### Prompt
The answer must consist of the records, repeated exactly.
Start of Block
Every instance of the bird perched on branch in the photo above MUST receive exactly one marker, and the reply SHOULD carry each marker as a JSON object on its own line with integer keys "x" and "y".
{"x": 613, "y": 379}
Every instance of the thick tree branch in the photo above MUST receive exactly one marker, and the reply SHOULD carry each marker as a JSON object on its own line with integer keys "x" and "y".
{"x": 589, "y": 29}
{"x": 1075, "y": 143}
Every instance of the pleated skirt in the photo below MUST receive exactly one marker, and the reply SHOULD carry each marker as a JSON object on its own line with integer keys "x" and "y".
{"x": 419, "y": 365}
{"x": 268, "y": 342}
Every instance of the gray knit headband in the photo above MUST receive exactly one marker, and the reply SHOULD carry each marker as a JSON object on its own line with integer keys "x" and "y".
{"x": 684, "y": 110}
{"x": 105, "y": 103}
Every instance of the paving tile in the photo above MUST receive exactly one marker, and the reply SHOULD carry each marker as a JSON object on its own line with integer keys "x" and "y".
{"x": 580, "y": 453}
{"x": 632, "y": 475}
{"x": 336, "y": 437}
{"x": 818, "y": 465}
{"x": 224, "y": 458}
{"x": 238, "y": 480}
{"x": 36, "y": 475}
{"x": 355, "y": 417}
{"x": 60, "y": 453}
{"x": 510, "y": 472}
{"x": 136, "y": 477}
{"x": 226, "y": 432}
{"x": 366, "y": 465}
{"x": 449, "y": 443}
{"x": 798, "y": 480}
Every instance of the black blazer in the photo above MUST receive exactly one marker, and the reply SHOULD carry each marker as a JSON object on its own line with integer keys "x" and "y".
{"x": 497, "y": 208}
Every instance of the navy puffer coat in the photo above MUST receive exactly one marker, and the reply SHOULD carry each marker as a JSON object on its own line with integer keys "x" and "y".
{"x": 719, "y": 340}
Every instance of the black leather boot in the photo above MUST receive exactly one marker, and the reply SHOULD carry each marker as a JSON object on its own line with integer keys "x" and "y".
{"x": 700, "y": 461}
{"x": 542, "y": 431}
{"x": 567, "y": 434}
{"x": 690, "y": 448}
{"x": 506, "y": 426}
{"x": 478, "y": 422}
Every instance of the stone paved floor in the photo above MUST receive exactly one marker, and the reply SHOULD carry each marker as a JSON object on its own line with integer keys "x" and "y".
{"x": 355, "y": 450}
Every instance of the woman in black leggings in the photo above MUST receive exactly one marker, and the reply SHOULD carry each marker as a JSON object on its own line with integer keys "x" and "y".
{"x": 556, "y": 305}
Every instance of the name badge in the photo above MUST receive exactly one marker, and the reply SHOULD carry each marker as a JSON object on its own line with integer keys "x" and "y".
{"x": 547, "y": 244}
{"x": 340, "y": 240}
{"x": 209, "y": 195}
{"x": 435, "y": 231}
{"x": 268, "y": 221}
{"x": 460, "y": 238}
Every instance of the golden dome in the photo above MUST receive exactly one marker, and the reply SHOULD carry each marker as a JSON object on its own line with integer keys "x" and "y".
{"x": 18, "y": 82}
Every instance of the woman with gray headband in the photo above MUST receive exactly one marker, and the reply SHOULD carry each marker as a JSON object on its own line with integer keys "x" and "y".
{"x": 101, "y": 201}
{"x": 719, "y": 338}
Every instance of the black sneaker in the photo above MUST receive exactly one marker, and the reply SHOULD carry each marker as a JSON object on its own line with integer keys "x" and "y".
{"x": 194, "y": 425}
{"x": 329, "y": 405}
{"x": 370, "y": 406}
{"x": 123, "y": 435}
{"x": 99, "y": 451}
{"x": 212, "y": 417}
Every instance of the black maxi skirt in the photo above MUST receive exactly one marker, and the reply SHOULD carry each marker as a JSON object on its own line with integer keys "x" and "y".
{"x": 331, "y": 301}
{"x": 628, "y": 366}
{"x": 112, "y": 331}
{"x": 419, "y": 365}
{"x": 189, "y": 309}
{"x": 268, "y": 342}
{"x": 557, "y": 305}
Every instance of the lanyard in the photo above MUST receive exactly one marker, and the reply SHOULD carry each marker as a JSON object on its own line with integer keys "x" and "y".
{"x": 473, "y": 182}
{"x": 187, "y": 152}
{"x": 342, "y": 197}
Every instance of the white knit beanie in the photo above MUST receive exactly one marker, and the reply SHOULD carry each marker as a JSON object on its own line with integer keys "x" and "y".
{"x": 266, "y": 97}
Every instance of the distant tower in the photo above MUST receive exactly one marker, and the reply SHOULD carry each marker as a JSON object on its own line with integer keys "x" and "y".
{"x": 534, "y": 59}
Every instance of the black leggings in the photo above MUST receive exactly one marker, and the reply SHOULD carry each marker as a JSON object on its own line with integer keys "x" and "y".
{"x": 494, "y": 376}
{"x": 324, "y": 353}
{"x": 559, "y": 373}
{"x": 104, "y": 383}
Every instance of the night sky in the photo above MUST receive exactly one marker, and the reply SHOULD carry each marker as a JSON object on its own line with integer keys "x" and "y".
End of Block
### Written answer
Every instance of the bird perched on branch in the photo above MUST receive exactly one marker, and the reply SHOULD carry each marker as a JSON object on its own line with integer keys "x" and "y".
{"x": 613, "y": 379}
Every instance of the thick tree branch in the photo above MUST receive exactly one marker, and the reply SHOULD carry each marker as a JSON object on its own line with integer keys "x" and "y".
{"x": 589, "y": 29}
{"x": 1075, "y": 143}
Every instance of the pleated skirt in the photo below MUST receive exactly one marker, and the reply SHOULD carry each marker as a JSON object on its own line with integer keys "x" and "y".
{"x": 419, "y": 365}
{"x": 268, "y": 342}
Every instance of the gray knit headband in the photo above MUST receive exactly one marker, and the reply SHOULD carry each marker as a JSON object on its own line with integer keys "x" and "y".
{"x": 684, "y": 110}
{"x": 105, "y": 103}
Every instance of the paving tile in the photo above MUST receive exactly one marker, and the reply SHOULD carry each marker as a JSON object on its own line with integer keys "x" and "y".
{"x": 580, "y": 453}
{"x": 632, "y": 475}
{"x": 336, "y": 437}
{"x": 818, "y": 465}
{"x": 224, "y": 458}
{"x": 238, "y": 480}
{"x": 36, "y": 475}
{"x": 355, "y": 417}
{"x": 60, "y": 453}
{"x": 510, "y": 472}
{"x": 136, "y": 477}
{"x": 226, "y": 432}
{"x": 366, "y": 465}
{"x": 449, "y": 443}
{"x": 798, "y": 480}
Every instance of the black blazer in the photo above MUST receive exactly one marker, and the reply SHOULD carry each marker as a JSON object on its own line with integer keys "x" and "y".
{"x": 497, "y": 208}
Every instance of the navy puffer coat in the photo above MUST receive exactly one marker, and the reply SHOULD carry each marker as a JSON object on its own line with integer keys "x" and "y".
{"x": 719, "y": 340}
Every instance of the black leather boot in the photo above MUST receive exactly one marker, and the reply SHOULD carry each marker as a JSON object on its own line with integer keys "x" and "y".
{"x": 700, "y": 461}
{"x": 542, "y": 431}
{"x": 567, "y": 434}
{"x": 690, "y": 448}
{"x": 506, "y": 426}
{"x": 478, "y": 422}
Every instance of the stone paved floor in the photo above MUST receive exactly one marker, and the reply SHOULD carry each marker as a JSON object on its own line with integer keys "x" and "y".
{"x": 355, "y": 450}
Every instance of the woman in black leggings in the photo above MUST receive exactly one marker, and the reply SHOULD carry each marker as a JSON object on its own line with integer keys "x" and "y".
{"x": 556, "y": 305}
Every instance of the name badge in the photo above MUST receive exactly one marker, and the reply SHOULD carry each marker as a JSON object on its own line with integer keys "x" and "y".
{"x": 547, "y": 244}
{"x": 340, "y": 240}
{"x": 209, "y": 195}
{"x": 435, "y": 231}
{"x": 268, "y": 221}
{"x": 460, "y": 238}
Every instance of the golden dome in the photo above MUST receive exactly one marker, and the reply SHOULD carry each marker as a JSON object on its own line with integer keys "x" and "y".
{"x": 18, "y": 82}
Every instance of the woman with gray headband in the photo above MUST receive exactly one marker, and the reply SHOULD carry each marker as a JSON object on its own line with integer keys "x" and "y".
{"x": 101, "y": 201}
{"x": 719, "y": 338}
Every instance of the black sneaker in the photo above MUST receive exactly one marker, and the reply SHOULD carry each marker as a JSON object on its own line with integer keys "x" and "y".
{"x": 194, "y": 425}
{"x": 329, "y": 405}
{"x": 370, "y": 406}
{"x": 123, "y": 435}
{"x": 99, "y": 451}
{"x": 212, "y": 417}
Every instance of the black maxi skirt in the photo above MUST receive exactly one marker, and the reply SHOULD carry each marker as a JSON object on its own line with integer keys "x" and "y".
{"x": 331, "y": 301}
{"x": 628, "y": 366}
{"x": 112, "y": 331}
{"x": 419, "y": 365}
{"x": 189, "y": 309}
{"x": 268, "y": 342}
{"x": 557, "y": 305}
Every instance of the lanyard in the photo above MUST receive exactly one marker, and the reply SHOULD carry each marker as a JSON object on its own line with integer keys "x" and "y".
{"x": 473, "y": 182}
{"x": 187, "y": 152}
{"x": 342, "y": 197}
Every instance of the white knit beanie in the photo above MUST receive exactly one marker, and the reply SHOULD carry each marker as a JSON object on its own line with integer keys "x" and "y".
{"x": 266, "y": 97}
Every instance of the distant tower in the photo above MUST receive exactly one marker, and the reply SHOULD carry each marker as a JSON object on its own line with integer keys "x" and "y".
{"x": 534, "y": 59}
Every instance of the black leggings in the photo above MUST receive exactly one marker, and the reply SHOULD carry each marker as a JSON object on its own line with integer keys "x" and "y".
{"x": 494, "y": 376}
{"x": 324, "y": 353}
{"x": 559, "y": 373}
{"x": 104, "y": 383}
Every instance of the night sky in the photo above MUST receive exactly one marker, and the reply SHOULD carry each marker as a JSON object on its own line with integer keys "x" and "y".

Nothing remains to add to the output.